Excerpt to read:
....

I did journalism in high school and I know quite well that how you present true information (framing) or distort true information (for example, by comparing African salaries to the US) is done intentionally to make the reader feel something- guilt, anger, a desire to vote for somebody specific.
Does experience in high-school journalism support the claim that professional journalism is all a conspiracy to manipulate the reader? I doubt it, and I edited my high-school newspaper for two years lol
Did I say conspiracy? No. I'm making a generalization. If you have sources for objective journalism, I'd love to see them. The closest I've seen was the Economist about 5-10 years ago.
Topical example to back up the claim that newspapers try to make you feel stuff, Prince Harry, UK tabloid headlines. Same fundamental information in all cases:
A simple phrasing like this does not reflect the reality of humanities evolution and resulting biology. We're social creatures, requiring that others make us feel things: https://www.apa.org/monitor/oct05/mirror
Nothing specific to 2023. In 399 BC, Socrates went on trial for corrupting the minds of the youth of Athens, and for two impious acts: "failing to acknowledge the gods that the city acknowledges" and "introducing new deities".
It is for sure specific to 21. century. Socrates was exposing fake specialists and decided to die instead of flea.. Specialists are debunked daily and they keep their posts, no consequences
If true information induces feelings in you, perhaps it's more constructive to reflect on the information rather than the motives of the reporter?

....

Items from a dataset:
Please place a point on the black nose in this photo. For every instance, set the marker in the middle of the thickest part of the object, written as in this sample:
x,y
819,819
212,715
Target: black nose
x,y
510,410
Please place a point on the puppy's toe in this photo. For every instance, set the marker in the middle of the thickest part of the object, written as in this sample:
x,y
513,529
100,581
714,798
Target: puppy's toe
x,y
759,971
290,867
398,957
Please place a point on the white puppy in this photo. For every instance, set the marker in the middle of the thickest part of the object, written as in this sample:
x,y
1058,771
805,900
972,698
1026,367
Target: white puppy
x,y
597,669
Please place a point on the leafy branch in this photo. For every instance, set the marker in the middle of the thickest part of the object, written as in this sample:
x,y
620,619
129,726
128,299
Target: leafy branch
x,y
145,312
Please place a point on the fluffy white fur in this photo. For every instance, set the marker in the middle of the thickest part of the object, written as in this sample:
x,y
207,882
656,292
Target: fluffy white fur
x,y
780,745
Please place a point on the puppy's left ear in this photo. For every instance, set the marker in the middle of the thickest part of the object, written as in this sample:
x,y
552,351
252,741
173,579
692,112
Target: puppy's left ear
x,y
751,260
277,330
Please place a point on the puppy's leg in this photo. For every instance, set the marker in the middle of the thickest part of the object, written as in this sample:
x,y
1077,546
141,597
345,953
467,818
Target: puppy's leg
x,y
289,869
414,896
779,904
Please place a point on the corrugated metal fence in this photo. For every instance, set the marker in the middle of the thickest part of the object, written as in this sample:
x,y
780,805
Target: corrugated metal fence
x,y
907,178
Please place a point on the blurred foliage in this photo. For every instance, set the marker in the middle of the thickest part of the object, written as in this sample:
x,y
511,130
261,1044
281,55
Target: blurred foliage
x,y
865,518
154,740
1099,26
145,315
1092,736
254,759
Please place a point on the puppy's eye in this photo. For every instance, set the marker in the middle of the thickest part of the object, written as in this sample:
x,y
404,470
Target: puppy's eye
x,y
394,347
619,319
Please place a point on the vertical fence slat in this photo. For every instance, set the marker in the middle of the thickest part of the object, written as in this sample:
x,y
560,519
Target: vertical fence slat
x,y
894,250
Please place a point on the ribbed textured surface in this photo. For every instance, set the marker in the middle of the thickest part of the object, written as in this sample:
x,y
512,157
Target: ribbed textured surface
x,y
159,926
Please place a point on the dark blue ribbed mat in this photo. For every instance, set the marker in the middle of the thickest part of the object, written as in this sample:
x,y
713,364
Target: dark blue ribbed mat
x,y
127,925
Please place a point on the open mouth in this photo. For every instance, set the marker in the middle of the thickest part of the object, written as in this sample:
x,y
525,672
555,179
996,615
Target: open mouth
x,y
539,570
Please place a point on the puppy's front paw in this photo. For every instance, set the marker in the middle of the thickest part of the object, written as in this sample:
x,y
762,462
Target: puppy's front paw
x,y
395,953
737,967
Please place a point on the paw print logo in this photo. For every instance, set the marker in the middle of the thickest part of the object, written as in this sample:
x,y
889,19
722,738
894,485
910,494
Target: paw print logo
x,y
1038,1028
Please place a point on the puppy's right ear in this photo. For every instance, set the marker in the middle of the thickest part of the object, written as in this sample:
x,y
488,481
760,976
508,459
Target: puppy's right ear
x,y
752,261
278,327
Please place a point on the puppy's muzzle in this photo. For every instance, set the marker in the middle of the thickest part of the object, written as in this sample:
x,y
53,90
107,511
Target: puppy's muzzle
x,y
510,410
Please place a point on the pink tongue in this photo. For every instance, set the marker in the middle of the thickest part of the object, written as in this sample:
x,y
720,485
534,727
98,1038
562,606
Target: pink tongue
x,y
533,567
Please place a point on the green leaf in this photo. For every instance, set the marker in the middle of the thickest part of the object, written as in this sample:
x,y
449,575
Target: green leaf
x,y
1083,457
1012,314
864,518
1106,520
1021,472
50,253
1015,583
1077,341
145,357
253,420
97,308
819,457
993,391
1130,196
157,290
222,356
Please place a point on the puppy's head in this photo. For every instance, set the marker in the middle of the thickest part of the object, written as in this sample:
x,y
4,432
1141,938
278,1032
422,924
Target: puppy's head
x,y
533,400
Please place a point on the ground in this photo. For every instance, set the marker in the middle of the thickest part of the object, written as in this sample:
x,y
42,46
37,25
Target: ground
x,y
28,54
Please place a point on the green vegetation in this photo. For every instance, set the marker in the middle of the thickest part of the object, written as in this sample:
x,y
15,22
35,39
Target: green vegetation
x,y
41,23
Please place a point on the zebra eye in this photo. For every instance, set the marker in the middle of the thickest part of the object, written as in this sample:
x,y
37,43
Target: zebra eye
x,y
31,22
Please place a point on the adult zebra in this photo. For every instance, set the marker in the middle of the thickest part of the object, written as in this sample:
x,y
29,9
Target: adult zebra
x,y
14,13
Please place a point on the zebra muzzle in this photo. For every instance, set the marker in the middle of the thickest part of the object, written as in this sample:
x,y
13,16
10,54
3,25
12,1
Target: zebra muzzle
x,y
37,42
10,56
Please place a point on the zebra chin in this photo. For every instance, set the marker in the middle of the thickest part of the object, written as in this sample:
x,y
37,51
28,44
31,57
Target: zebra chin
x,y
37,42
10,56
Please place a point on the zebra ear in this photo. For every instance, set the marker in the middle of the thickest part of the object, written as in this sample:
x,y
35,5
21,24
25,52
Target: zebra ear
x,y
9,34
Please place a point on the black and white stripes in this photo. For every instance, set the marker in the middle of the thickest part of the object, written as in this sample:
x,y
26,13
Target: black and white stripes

....

Requirement 1: According to the first comment in the journalism thread, which things is the presentation of information meant to make the reader feel? List them.
Requirement 2: Rewrite the part of the journalism thread starting at "Does experience in" and ending at "5-10 years ago.", replacing "objective journalism" with "unbiased reporting".

Exercise answer 1:
- guilt
- anger
- a desire to vote for somebody specific

Exercise answer 2:
Does experience in high-school journalism support the claim that professional journalism is all a conspiracy to manipulate the reader? I doubt it, and I edited my high-school newspaper for two years lol
Did I say conspiracy? No. I'm making a generalization. If you have sources for unbiased reporting, I'd love to see them. The closest I've seen was the Economist about 5-10 years ago.